- **Tasks to perform**:
[a] Please answer these from the mailing-list post on the semantics of quote:
(i) What date and time does the post's header give?
(ii) In the quoted message, teaching languages don't allow quote for anything but what?
(iii) What email address is listed for Aleks Bromfield?
[b] Translate this sentence from the mailing-list post on the semantics of quote into Spanish: "The sad thing is that this is needlessly confusing, especially for beginners."
[c] Carry on the mailing-list post on the semantics of quote from the point where it stops.

[plt-scheme] Semantics of quote

From: Matthias Felleisen (matthias at ccs.neu.edu)
Date: Mon Jun 23 20:34:54 EDT 2008

On Jun 23, 2008, at 7:24 PM, Robby Findler wrote:

> While what Carl says is true, I believe the spirit of the question is
> more like "why isn't constructor (or quasiquote) printing the default
> for the 'scheme' and related languages"?
>
> To which I say "I have suggested this myself! :)"


By all means, go for it!












>
> Robby
>
> On Mon, Jun 23, 2008 at 6:10 PM, Carl Eastlund <cce at ccs.neu.edu>  
> wrote:
>> On Mon, Jun 23, 2008 at 6:57 PM, Aleks Bromfield  
>> <aleks at cs.brown.edu> wrote:
>>> On Mon, Jun 23, 2008 at 04:06:55PM -0400, Matthias Felleisen wrote:
>>>> The sad thing is that this is needlessly confusing, especially for
>>>> beginners. It is one of the reasons we have teaching languages that
>>>> (1) don't allow quote for anything but symbols (pop quiz: is ''a a
>>>> symbol?) and (2) renders things as constructed values (think  
>>>> abstract
>>>> or universal algebra, if you're familiar with that).

- **Information given**:
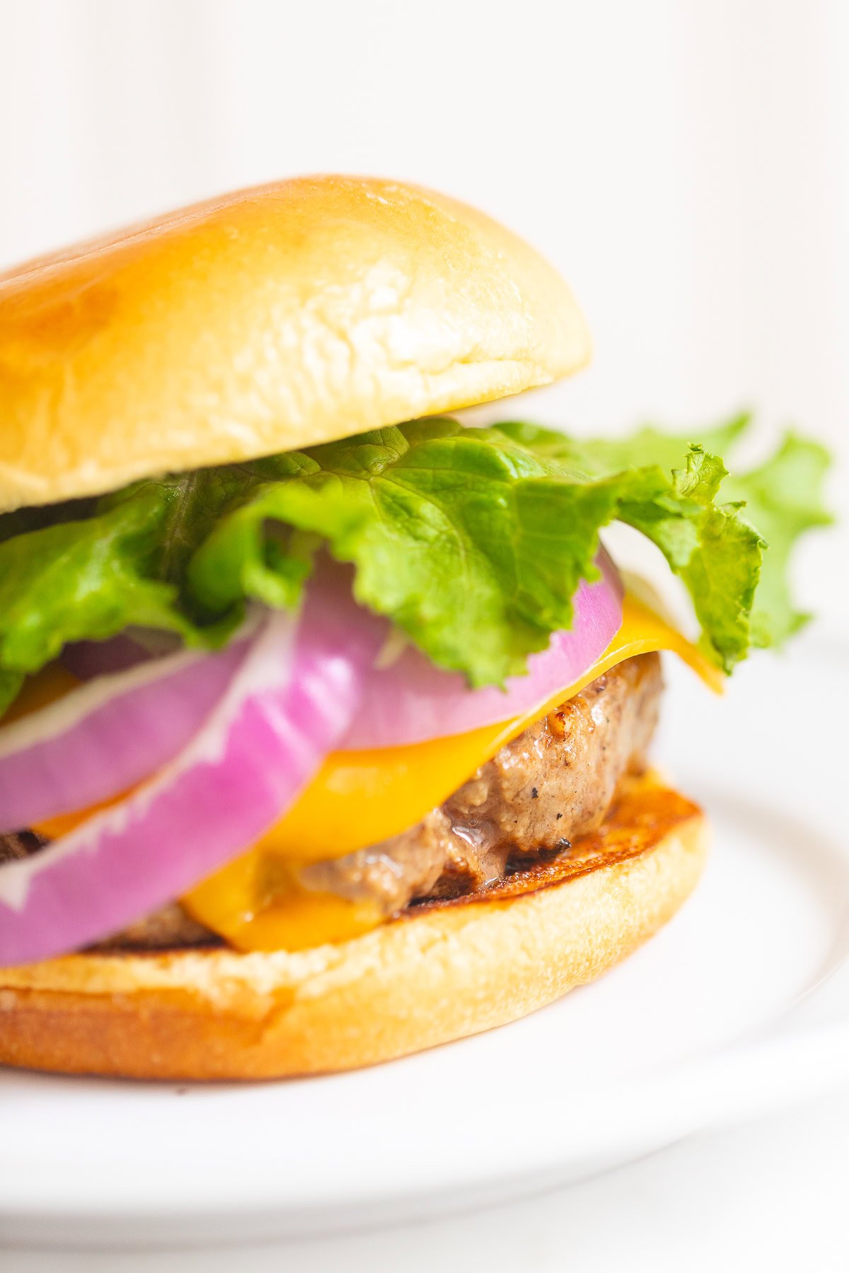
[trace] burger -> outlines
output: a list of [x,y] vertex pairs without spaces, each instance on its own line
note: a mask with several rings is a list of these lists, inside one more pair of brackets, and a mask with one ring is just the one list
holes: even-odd
[[[732,477],[742,416],[451,414],[589,353],[535,251],[391,181],[0,278],[0,1063],[367,1066],[549,1003],[681,906],[706,827],[648,768],[659,652],[720,689],[804,621],[826,457],[788,435]],[[620,575],[615,521],[691,631]]]

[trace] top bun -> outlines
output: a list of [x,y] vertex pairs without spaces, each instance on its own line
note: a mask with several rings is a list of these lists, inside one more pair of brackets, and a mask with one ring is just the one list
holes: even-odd
[[547,384],[589,356],[559,275],[416,186],[239,191],[0,275],[0,509]]

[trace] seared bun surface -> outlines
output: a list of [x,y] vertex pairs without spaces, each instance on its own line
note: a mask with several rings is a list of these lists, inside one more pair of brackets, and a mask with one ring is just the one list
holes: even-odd
[[0,276],[0,510],[518,393],[589,358],[559,275],[416,186],[309,177]]
[[504,1025],[591,981],[692,891],[698,806],[634,780],[574,854],[339,946],[71,955],[0,971],[0,1063],[132,1078],[351,1069]]

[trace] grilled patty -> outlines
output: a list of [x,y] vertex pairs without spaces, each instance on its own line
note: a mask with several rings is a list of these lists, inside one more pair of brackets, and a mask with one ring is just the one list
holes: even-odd
[[[536,721],[414,827],[342,858],[302,867],[300,882],[389,917],[411,903],[472,892],[540,857],[568,853],[598,827],[619,783],[645,768],[662,690],[661,661],[619,663]],[[0,861],[39,845],[0,839]],[[332,848],[332,844],[328,843]],[[173,903],[106,943],[173,948],[215,939]]]

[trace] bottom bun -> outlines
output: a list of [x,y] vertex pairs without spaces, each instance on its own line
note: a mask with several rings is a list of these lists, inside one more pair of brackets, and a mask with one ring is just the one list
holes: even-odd
[[69,955],[0,971],[0,1063],[127,1078],[353,1069],[514,1021],[670,919],[706,845],[700,810],[643,778],[568,857],[339,946]]

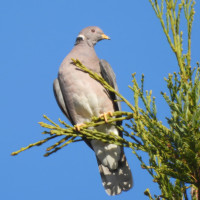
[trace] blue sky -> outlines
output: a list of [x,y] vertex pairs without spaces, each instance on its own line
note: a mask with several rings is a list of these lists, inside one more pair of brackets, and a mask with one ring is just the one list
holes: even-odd
[[[195,10],[193,66],[200,59],[199,2]],[[69,145],[48,158],[43,154],[52,143],[10,156],[44,138],[37,123],[44,121],[43,114],[55,122],[66,120],[52,83],[77,34],[89,25],[99,26],[111,37],[98,43],[96,52],[113,67],[120,92],[133,101],[128,89],[131,74],[136,72],[139,81],[144,73],[145,89],[153,90],[159,118],[169,115],[160,91],[166,91],[163,78],[178,67],[149,1],[0,1],[1,199],[143,200],[146,188],[159,194],[128,149],[134,187],[116,197],[104,192],[94,153],[84,143]],[[122,108],[127,110],[125,105]]]

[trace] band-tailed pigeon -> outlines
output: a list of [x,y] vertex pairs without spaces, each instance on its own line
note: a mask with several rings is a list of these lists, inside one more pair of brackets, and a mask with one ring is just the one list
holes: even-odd
[[[105,60],[99,60],[94,46],[103,39],[110,39],[96,26],[83,29],[71,52],[63,60],[58,78],[54,81],[54,94],[59,107],[73,125],[90,121],[93,116],[121,110],[120,103],[115,102],[115,94],[106,91],[96,80],[78,69],[72,58],[79,59],[83,65],[101,75],[116,90],[115,74]],[[96,127],[97,130],[122,134],[111,124]],[[94,150],[99,165],[103,186],[109,195],[117,195],[129,190],[132,174],[123,147],[107,144],[97,140],[86,141]]]

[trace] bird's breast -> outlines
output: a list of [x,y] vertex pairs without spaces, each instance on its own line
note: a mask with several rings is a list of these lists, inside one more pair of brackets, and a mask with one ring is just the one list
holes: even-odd
[[89,121],[92,116],[99,116],[114,111],[113,102],[105,88],[87,73],[74,65],[61,68],[59,81],[65,102],[75,123]]

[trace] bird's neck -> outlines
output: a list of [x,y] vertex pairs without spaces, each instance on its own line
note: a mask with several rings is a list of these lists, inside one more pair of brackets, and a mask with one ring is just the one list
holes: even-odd
[[73,52],[76,52],[76,57],[90,70],[97,73],[100,71],[99,59],[96,55],[94,46],[89,46],[87,43],[81,42],[74,46]]

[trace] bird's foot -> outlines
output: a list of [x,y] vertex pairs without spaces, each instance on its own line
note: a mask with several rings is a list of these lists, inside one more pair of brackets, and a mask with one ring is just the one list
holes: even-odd
[[109,112],[106,112],[106,113],[103,113],[103,114],[101,114],[99,117],[103,117],[103,118],[104,118],[104,120],[105,120],[105,122],[107,123],[107,122],[108,122],[107,115],[109,115],[110,117],[112,117],[112,116],[113,116],[112,112],[111,112],[111,111],[109,111]]
[[76,125],[74,125],[74,129],[76,131],[80,131],[81,127],[83,127],[83,126],[85,126],[85,124],[76,124]]

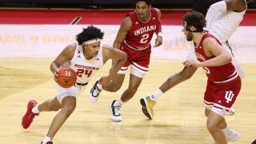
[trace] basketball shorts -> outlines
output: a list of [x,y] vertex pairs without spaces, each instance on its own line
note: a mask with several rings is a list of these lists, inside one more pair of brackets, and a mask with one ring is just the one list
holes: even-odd
[[208,80],[204,95],[206,108],[224,116],[235,102],[241,90],[241,78],[225,83],[214,83]]
[[75,84],[75,86],[73,86],[70,88],[63,88],[58,85],[57,85],[58,93],[57,93],[57,99],[58,101],[62,103],[62,99],[65,97],[71,96],[76,97],[79,95],[85,89],[86,86],[78,86]]
[[151,46],[143,50],[136,50],[122,43],[120,50],[127,54],[127,59],[118,74],[126,74],[130,66],[130,74],[139,78],[143,78],[149,70]]
[[[243,78],[245,77],[245,74],[243,72],[243,70],[242,69],[241,66],[239,65],[237,58],[235,58],[234,54],[231,52],[230,49],[226,46],[226,44],[222,43],[222,47],[225,48],[225,50],[226,50],[226,51],[228,51],[230,53],[230,54],[232,56],[232,64],[234,65],[234,66],[235,67],[235,70],[237,70],[239,77],[241,78]],[[194,53],[194,44],[191,43],[191,46],[190,49],[189,50],[189,53],[186,56],[186,60],[190,60],[190,59],[194,59],[194,60],[197,60],[197,58],[195,56],[195,53]]]

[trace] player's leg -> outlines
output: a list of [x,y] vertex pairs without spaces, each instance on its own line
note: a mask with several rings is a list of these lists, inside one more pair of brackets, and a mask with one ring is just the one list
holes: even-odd
[[[130,63],[130,74],[128,88],[122,93],[121,98],[114,100],[110,106],[110,110],[112,112],[112,121],[122,121],[120,114],[120,108],[124,102],[128,102],[132,98],[140,86],[143,77],[147,73],[150,64],[150,50],[145,50],[145,51],[136,51],[136,55],[138,57],[135,62]],[[135,55],[135,54],[134,54]]]
[[112,104],[110,106],[110,110],[112,112],[112,121],[120,122],[122,121],[122,116],[120,108],[124,102],[128,102],[134,97],[138,86],[142,82],[142,78],[137,77],[133,74],[130,74],[130,82],[128,88],[122,94],[121,98],[114,100]]
[[222,126],[223,123],[226,123],[226,121],[222,115],[215,113],[215,111],[210,112],[206,122],[207,129],[217,143],[227,143],[226,136],[222,130],[223,127],[219,127],[220,126]]
[[125,64],[119,70],[118,74],[115,75],[114,79],[110,82],[110,83],[107,86],[102,86],[100,82],[100,78],[98,78],[94,86],[90,89],[90,102],[94,103],[98,101],[100,93],[102,90],[110,92],[116,92],[118,91],[125,79],[126,73],[130,66],[130,60],[127,58]]
[[41,111],[57,111],[61,108],[61,104],[57,98],[49,99],[38,104],[35,100],[31,100],[27,104],[27,110],[22,118],[22,125],[24,129],[30,127],[34,116],[39,114]]
[[[46,137],[50,140],[54,137],[58,130],[62,127],[66,120],[70,117],[76,107],[76,98],[66,96],[62,101],[62,110],[56,114],[49,128]],[[47,142],[47,141],[46,141]],[[46,142],[46,139],[43,142]]]
[[[211,112],[214,112],[215,115],[218,114],[223,118],[220,118],[217,126],[223,132],[227,142],[237,141],[239,139],[239,134],[227,126],[224,116],[226,115],[226,111],[230,110],[240,92],[241,79],[239,77],[237,77],[234,80],[228,82],[218,84],[214,83],[214,86],[215,86],[215,92],[213,94],[214,94],[215,96]],[[219,90],[219,87],[222,87],[222,89]],[[210,113],[209,117],[211,112]],[[208,119],[210,118],[208,118]],[[214,138],[214,140],[217,143],[219,143],[222,142],[220,140],[222,138],[223,138],[220,137],[216,139]]]

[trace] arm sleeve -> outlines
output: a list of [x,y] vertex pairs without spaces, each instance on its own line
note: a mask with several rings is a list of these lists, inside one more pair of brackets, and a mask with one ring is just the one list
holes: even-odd
[[226,12],[226,4],[225,1],[216,2],[210,6],[206,16],[206,19],[207,22],[206,27],[208,29],[210,27],[210,25],[212,24],[212,22],[214,22],[214,19],[218,15],[217,14],[219,12],[221,13]]

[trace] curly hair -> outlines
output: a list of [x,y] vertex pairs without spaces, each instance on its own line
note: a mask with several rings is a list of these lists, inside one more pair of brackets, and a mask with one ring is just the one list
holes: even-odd
[[199,32],[203,30],[203,27],[206,25],[206,20],[205,16],[202,13],[196,11],[192,11],[186,13],[183,16],[183,22],[186,22],[186,27],[185,28],[187,31],[191,31],[190,30],[190,26],[194,26],[197,30],[194,32]]
[[136,3],[138,2],[145,2],[147,5],[152,5],[152,0],[136,0]]
[[78,41],[79,45],[82,45],[84,42],[100,38],[102,39],[104,35],[104,32],[102,32],[99,28],[90,25],[87,28],[83,28],[82,33],[78,34],[76,36],[76,40]]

- **Answers to the tasks**:
[a]
(i) Mon Jun 23 20:34:54 EDT 2008
(ii) Symbols
(iii) aleks at cs.brown.edu

[b] Lo triste es que esto resulta innecesariamente confuso, sobre todo para los principiantes.

[c]
>>>
>>> Out of curiosity, why isn't constructor-style printing the  
>>> default for
>>> the module language as well?
>>
>> One reason is that there's no way to know what the constructors "look
>> like" in the user's language.  They could be named anything; the
>> language's syntax may even vary from Scheme.  Student languages are
>> simpler; all the constructors are known ahead of time.
>>
>> A given language can always set up a custom printer based on its own
>> constructors, but DrScheme can't do that automatically.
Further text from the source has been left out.